(Short exercise) Copy every line of the records below that contains the string "light". Case counts: a line matches only if its letters have the same capitalization as the string.

-- Begin Material for this task --

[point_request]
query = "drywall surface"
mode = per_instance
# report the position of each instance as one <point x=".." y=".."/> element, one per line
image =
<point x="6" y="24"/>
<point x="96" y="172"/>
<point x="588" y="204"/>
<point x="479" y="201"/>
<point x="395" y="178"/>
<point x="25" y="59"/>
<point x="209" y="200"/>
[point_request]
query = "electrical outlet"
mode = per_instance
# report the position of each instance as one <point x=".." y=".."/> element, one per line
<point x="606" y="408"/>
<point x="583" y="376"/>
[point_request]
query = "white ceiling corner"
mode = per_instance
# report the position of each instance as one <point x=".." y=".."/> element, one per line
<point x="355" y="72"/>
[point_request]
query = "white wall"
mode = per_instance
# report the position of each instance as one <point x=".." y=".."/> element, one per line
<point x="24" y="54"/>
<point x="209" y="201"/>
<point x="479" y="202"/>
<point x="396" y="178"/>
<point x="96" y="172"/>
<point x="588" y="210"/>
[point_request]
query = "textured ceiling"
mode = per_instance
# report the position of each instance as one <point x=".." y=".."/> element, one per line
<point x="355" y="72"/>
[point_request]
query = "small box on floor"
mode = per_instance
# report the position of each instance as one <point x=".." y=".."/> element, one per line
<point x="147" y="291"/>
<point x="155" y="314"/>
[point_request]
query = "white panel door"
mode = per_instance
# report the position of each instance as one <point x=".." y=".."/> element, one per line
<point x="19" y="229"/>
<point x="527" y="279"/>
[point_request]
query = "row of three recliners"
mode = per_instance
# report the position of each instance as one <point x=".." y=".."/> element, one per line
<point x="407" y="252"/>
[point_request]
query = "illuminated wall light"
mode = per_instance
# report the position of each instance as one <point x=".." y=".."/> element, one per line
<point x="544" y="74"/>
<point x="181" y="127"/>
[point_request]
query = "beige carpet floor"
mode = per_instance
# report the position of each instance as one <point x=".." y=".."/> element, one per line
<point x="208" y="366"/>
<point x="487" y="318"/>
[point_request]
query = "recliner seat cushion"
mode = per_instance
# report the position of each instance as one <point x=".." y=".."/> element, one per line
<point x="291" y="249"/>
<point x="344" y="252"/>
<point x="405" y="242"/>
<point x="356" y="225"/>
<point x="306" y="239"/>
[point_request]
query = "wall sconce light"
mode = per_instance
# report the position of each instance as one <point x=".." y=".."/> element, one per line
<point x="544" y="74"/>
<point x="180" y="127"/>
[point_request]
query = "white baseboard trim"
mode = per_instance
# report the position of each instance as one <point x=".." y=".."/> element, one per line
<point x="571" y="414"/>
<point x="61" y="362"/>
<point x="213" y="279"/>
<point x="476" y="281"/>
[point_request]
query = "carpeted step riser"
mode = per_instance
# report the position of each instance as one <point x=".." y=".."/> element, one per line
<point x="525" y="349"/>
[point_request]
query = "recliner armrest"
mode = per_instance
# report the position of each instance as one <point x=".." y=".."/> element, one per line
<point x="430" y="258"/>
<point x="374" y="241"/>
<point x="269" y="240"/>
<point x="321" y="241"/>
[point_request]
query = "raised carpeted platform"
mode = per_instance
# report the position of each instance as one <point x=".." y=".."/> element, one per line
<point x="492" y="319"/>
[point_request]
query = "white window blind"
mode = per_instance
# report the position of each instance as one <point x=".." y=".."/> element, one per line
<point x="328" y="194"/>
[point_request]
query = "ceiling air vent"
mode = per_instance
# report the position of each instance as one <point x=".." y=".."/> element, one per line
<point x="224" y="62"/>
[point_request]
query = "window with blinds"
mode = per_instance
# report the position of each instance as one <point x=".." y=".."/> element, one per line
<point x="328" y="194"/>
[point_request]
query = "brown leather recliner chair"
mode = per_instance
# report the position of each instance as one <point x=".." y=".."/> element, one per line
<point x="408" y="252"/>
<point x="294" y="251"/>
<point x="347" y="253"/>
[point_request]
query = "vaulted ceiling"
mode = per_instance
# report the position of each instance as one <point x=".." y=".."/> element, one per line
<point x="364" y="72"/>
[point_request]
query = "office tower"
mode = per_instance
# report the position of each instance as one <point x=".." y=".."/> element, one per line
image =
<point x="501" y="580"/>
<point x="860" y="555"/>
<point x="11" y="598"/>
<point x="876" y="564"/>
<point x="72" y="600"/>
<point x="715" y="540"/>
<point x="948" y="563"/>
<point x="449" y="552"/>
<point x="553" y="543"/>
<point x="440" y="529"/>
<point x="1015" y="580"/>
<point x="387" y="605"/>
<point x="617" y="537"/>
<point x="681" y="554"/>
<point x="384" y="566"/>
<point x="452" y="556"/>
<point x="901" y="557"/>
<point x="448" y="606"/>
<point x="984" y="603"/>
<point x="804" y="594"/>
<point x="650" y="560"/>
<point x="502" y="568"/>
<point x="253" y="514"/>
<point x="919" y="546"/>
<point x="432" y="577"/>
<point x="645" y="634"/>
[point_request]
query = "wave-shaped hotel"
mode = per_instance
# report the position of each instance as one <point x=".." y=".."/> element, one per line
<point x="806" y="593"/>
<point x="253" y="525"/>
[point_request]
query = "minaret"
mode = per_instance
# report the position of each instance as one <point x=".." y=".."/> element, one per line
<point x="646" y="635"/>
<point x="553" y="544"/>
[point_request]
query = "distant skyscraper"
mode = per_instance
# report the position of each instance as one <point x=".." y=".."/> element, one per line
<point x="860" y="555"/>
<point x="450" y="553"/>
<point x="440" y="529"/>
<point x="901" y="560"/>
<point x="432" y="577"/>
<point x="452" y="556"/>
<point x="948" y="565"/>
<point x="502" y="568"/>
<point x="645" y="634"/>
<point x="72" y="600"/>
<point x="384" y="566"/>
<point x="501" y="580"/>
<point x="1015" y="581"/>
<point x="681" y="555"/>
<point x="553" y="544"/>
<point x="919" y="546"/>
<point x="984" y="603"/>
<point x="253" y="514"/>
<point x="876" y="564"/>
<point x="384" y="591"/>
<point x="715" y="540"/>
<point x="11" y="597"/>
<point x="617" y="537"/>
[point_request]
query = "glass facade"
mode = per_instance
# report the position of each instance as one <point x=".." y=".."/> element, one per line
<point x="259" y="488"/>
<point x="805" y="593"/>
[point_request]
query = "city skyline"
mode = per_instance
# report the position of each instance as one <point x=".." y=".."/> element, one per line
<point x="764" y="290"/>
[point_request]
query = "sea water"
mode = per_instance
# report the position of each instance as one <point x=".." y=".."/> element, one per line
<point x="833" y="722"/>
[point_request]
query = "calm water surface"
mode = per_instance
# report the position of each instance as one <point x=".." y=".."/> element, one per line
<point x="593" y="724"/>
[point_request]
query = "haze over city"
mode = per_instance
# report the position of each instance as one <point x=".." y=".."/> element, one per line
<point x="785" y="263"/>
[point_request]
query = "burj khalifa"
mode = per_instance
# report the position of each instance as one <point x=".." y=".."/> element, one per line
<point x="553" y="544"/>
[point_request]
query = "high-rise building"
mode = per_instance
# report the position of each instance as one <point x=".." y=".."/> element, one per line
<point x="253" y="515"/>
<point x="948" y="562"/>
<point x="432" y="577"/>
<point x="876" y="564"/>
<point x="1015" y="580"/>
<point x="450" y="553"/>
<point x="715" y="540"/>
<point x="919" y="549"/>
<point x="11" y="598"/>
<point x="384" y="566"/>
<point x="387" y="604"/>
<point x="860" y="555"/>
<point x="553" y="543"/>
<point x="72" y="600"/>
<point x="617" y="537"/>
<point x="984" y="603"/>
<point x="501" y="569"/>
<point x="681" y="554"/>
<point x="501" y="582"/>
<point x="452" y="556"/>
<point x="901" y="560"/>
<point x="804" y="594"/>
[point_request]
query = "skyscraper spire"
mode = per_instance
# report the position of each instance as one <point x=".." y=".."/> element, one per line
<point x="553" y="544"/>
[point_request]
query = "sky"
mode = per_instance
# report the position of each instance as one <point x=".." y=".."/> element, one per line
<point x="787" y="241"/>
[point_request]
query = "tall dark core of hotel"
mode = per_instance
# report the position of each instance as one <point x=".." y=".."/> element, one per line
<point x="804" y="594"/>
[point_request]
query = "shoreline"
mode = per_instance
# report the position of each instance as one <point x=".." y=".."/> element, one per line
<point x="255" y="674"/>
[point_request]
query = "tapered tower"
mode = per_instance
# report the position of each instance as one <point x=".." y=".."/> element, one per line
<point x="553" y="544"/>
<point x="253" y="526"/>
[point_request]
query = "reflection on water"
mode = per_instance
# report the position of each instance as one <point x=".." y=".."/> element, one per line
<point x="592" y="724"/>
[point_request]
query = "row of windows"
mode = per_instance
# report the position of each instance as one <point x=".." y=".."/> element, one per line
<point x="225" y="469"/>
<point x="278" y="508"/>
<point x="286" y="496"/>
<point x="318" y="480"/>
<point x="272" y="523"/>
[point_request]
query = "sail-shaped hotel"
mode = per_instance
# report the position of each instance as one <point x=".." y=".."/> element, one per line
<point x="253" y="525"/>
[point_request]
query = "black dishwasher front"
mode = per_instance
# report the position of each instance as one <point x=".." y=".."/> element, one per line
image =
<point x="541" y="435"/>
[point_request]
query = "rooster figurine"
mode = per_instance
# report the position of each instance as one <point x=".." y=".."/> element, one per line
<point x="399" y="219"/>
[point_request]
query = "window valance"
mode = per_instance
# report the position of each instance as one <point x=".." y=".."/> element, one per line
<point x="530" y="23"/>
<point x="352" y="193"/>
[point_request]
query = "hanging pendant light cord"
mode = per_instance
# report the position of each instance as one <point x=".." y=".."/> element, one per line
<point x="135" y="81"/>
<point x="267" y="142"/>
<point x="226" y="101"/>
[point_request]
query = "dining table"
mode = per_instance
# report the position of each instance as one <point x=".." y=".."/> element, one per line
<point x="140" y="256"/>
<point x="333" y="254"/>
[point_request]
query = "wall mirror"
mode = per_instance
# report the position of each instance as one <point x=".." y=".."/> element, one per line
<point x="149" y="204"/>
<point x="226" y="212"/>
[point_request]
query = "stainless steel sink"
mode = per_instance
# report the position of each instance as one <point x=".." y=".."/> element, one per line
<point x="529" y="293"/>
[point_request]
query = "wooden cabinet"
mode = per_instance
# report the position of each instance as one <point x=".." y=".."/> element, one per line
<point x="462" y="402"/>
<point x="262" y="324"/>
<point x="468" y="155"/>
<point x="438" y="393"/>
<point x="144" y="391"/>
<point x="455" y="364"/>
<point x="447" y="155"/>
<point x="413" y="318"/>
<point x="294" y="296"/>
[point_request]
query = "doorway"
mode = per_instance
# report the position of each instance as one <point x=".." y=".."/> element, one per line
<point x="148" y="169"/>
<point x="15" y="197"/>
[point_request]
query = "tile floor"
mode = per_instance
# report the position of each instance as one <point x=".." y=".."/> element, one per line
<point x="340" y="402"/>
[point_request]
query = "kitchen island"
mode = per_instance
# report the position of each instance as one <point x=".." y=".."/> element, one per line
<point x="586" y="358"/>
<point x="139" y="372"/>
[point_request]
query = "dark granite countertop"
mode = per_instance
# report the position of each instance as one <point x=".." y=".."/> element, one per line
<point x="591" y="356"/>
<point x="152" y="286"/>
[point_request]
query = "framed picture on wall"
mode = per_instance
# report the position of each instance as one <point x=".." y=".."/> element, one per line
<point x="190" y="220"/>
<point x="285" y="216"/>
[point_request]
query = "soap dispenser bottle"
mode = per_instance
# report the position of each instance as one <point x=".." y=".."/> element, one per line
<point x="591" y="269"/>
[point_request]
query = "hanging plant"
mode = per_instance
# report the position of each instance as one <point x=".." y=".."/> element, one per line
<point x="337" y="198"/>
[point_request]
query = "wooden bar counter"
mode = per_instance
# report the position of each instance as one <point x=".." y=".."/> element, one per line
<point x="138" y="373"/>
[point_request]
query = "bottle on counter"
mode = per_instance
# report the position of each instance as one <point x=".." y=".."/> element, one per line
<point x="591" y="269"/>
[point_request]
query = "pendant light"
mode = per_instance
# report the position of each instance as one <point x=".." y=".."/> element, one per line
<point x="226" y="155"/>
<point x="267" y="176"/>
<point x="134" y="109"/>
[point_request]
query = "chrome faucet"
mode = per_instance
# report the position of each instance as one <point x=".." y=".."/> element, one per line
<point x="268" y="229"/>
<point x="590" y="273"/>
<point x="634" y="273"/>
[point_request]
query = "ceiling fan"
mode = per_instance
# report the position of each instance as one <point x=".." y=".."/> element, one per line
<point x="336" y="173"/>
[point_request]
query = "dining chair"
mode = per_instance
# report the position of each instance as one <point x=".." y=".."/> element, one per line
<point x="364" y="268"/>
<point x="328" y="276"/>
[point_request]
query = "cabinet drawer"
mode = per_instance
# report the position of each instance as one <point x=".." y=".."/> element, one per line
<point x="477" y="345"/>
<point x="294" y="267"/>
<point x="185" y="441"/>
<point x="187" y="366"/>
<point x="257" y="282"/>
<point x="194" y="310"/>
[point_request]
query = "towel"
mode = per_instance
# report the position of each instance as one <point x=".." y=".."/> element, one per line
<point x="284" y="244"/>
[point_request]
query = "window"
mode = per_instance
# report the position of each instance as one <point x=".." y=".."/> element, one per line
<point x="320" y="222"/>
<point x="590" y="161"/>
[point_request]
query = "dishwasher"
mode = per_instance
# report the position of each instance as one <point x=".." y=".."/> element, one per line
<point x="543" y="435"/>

-- End Material for this task --

(Result for this task)
query = "illuminated wall light"
query = "wall sconce light"
query = "hanging pendant light cord"
query = "pendant light"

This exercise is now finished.